WHAT TO DO |
A - Answer these questions about the Chen Ping biography, one per line:
(i) In what year was Chen Ping born?
(ii) To which city did he move from 1969 to 1970?
(iii) What was the name of the group he assembled at age 12?
B - Rewrite the Chen Ping biography from "Chen left his" to "a full-grown man.", inclusive, changing "Yangtze River" to "Chang Jiang".

TEXT SEGMENT |
================================

A driver of technological and business innovation, Chen Ping’s ability to predict long-term macroeconomic trends and explore large-scale business opportunities is unparalleled. The blockchain reflects Chen Ping’s pursuit of a sustainable society, redefining the relationship of production and changing the relationship between people.
Chen Ping was born in 1955 in the compound of the Chinese army in Shanghai. His parents both came from prominent modern Chinese families and were devoted to the left-wing revolution when they were young. Both participated in the Chinese Communist Party. However, Chen Ping had a different destiny from the fate of his peers of the “Red generation” from childhood. When he was ten months old, his officer father was sent to the former Soviet Union’s Leningrad Academy of Military Sciences for training.
Chen left his busy parents and his birthplace—Shanghai, the largest industrial and commercial city in China—and was brought to the historic commercial port Wuhu in the middle and lower reaches of the Yangtze River in Anhui Province by his grandparents. Chen Ping grew up in this city full of the atmosphere of Anhui business, drinking the water of the Yangtze River. He returned to his mother in Shanghai several times during that period of five years, spending each summer and winter vacation in the city. From 1969 to 1970, he moved to Xi An for more than a year as his mother’s troops were transferred to the ancient capital. When he returned to Shanghai in 1978, it was as a full-grown man.
Chen Ping’s youth coincided with the most turbulent, dark, barbaric and cruel days of the “Cultural Revolution” in China. Due to his wealthy family background, his grandfather’s status as a capitalist, and the fact that his father went to study in the Soviet Union but did not return, during his teenage years he received “revolution bullying” and tasted the hardships of life. At the same time, at the young age of 12 years old, he had also assembled a “Young Flying Tiger Group” in Wuhu to fight against the rebel faction’s endless denunciations of his grandparents and of himself, a young child labeled the son of a traitor. He proclaimed himself as the head of the group, leading them in the dangerous street battles of the time.

================================

DATA SHOWN |
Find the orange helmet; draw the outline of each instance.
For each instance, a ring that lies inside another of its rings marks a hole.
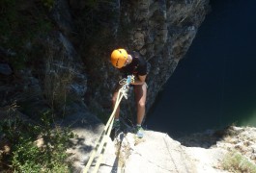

================================

TASK RESULTS |
A -
(i) 1955
(ii) Xi An
(iii) The "Young Flying Tiger Group"

B -
Chen left his busy parents and his birthplace—Shanghai, the largest industrial and commercial city in China—and was brought to the historic commercial port Wuhu in the middle and lower reaches of the Chang Jiang in Anhui Province by his grandparents. Chen Ping grew up in this city full of the atmosphere of Anhui business, drinking the water of the Chang Jiang. He returned to his mother in Shanghai several times during that period of five years, spending each summer and winter vacation in the city. From 1969 to 1970, he moved to Xi An for more than a year as his mother’s troops were transferred to the ancient capital. When he returned to Shanghai in 1978, it was as a full-grown man.